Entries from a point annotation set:
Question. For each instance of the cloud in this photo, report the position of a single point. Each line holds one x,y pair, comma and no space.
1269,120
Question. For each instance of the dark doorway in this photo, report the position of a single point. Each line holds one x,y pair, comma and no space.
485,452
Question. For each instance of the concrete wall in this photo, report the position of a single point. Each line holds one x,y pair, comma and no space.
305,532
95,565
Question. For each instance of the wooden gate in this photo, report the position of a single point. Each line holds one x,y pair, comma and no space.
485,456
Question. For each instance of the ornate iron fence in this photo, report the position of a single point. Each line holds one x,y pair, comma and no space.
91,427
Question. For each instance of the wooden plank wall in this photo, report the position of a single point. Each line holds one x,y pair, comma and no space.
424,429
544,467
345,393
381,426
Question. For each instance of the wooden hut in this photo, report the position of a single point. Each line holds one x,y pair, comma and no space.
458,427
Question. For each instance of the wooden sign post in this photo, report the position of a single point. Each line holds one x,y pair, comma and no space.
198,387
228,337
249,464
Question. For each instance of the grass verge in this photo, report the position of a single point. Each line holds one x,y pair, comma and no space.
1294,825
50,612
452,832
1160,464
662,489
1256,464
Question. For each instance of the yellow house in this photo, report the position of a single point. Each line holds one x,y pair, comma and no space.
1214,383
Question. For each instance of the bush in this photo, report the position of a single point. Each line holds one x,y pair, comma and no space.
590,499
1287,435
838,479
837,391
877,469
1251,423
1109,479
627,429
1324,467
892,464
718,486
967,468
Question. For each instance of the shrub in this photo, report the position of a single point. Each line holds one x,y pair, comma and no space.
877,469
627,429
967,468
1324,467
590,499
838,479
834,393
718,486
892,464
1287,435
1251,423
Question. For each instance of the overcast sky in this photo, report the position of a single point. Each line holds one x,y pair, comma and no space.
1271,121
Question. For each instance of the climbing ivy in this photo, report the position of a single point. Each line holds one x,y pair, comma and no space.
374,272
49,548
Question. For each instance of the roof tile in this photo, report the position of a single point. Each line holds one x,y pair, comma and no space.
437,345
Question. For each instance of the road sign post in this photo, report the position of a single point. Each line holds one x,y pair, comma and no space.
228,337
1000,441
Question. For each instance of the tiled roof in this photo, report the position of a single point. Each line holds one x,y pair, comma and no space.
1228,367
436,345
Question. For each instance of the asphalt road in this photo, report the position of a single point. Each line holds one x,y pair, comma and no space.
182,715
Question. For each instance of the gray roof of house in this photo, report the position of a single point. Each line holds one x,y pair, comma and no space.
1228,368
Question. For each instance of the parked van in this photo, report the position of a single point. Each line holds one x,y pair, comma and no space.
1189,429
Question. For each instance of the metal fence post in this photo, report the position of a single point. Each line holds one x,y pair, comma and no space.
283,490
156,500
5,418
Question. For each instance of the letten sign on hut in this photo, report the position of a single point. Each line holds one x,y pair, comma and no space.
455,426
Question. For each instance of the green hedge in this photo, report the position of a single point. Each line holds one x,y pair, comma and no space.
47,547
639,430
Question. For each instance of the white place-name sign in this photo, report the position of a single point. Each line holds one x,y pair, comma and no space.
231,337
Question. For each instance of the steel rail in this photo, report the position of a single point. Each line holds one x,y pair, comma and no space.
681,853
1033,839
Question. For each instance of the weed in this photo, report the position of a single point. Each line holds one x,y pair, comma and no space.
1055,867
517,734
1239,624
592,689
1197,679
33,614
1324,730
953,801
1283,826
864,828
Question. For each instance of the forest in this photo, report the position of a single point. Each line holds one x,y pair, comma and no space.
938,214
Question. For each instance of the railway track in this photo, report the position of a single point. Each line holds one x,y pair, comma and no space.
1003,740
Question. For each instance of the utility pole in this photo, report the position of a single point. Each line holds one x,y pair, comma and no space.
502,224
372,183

What you have to do: Write the entries again, exactly as they stand.

The response:
Question. For each instance of the cloud in this photo, report the position of a single point. Each line holds one x,y pair, comma and no space.
1269,120
Question. For each instance of the dark doorway in this photo, report the position of a single point. Each line holds one x,y pair, comma and no space.
485,452
Question. For each instance of the concrete wall in this photo, report the position of a single point. Each line holds one x,y pair, comma and no space.
305,532
95,565
Question. For each instance of the wooden gate in this photo, report the position of a single point. Each line holds one x,y pair, comma and no space.
485,456
Question. For each instance of the ornate iron fence in this photo, report the position of a single point. Each line holds one x,y pair, comma and no space.
91,427
Question. For each instance of the wooden plank wall in this photo, report the position of a single point. Each line holds one x,y pair, comma and no space.
424,429
544,467
345,393
381,426
Question. For each instance of the wooden hut in this photo, report the position of a single point. Each line holds one x,y pair, comma and no space.
458,427
Question. For each instance of the wooden sign post in this photo, report the position of a single point. Each line holds one x,y pair, comma and no space.
198,387
228,337
249,464
Question. For each instance of the grass verge in this photo, report the position of a single point. Each line holds one x,y pair, comma and no space.
1294,825
50,612
452,832
1160,464
662,489
1256,464
Question. For each instance of the yellow house in this photo, report the position of a single point. Each line holds one x,y pair, comma and no space.
1214,383
Question. For each instance of the bush in this photo, report the position of a single point. Each line holds one x,y pair, comma and no space.
590,499
1287,435
838,479
837,391
877,469
1251,423
1109,479
627,429
1324,467
892,464
718,486
967,468
Question. For each instance of the shrub in this photo, report the position of a single point. Each line holds one x,y pair, comma and no space.
877,469
627,429
967,468
1324,467
590,499
838,479
834,393
718,486
892,464
1287,435
1251,423
Question. For each instance of the overcast sky in this photo, report the position of a single point. Each line holds one x,y pair, comma and no space.
1271,121
Question. For each instance of the climbing ivy in this photo, report the position of a single point. Each line holds one x,y pair, comma and no space.
374,272
49,548
Question. For each instance of the roof tile in this photo, report the position of a single point. Each line holds one x,y pair, comma and no space.
437,345
Question. For each instance of the road sign post in this photo, report the position of a single point. Each line holds one x,y pair, comma and no space.
228,337
1000,441
Question. For each instance of the tiled roof in this photo, report the position of a single point. Each line holds one x,y pair, comma and no space.
1228,367
436,345
Question. For each instance of the asphalt road in this photo, report the position of a single point. Each line holds one x,y pair, comma and no space.
182,715
Question. For each instance of the gray roof of house in this photo, report the position of a single point. Each line holds one x,y pair, comma and no space.
1228,368
Question. For each instance of the parked van in this photo, report the position of a single point. Each line holds one x,y pair, comma and no space.
1189,429
Question. For each instance of the metal fence post in this photo, report the position of a single point. Each line holds one x,y pair, comma and no space.
283,490
156,500
5,418
Question. For each instance of the letten sign on hut in this photo, report the position of a single point. Each line holds one x,y pair, comma and no space.
455,426
Question. For each instance of the green hedge in this photo, report the position of a single point. Each line holds one x,y pair, comma and no space.
47,547
639,430
Question. For each instance of the white place-name sign in this photo, report the position of a single point. Each line holds one x,y pair, comma and no space.
231,337
Question. For each instance of the steel rail in this photo, report the position of a single point. Each line holds one x,y pair, comma and no space.
681,853
1033,839
Question. For each instance of the weed in this photo, report the position of a single point. Each line holds one x,y pair, comma and no space.
1055,867
517,734
1239,624
592,689
1197,679
33,614
1324,730
953,801
1283,826
864,828
Question. For each instance of the forest in this photo, report the position of a single point. Each line holds one x,y pair, comma and no space.
938,214
Question. For each instance of the railway track in this photo, report the position of a single point. Each line holds one x,y pair, comma and no space.
1003,740
Question. For each instance of the utility pole in this photo, report the position of a single point. Each line holds one x,y pair, comma and no space.
502,224
372,183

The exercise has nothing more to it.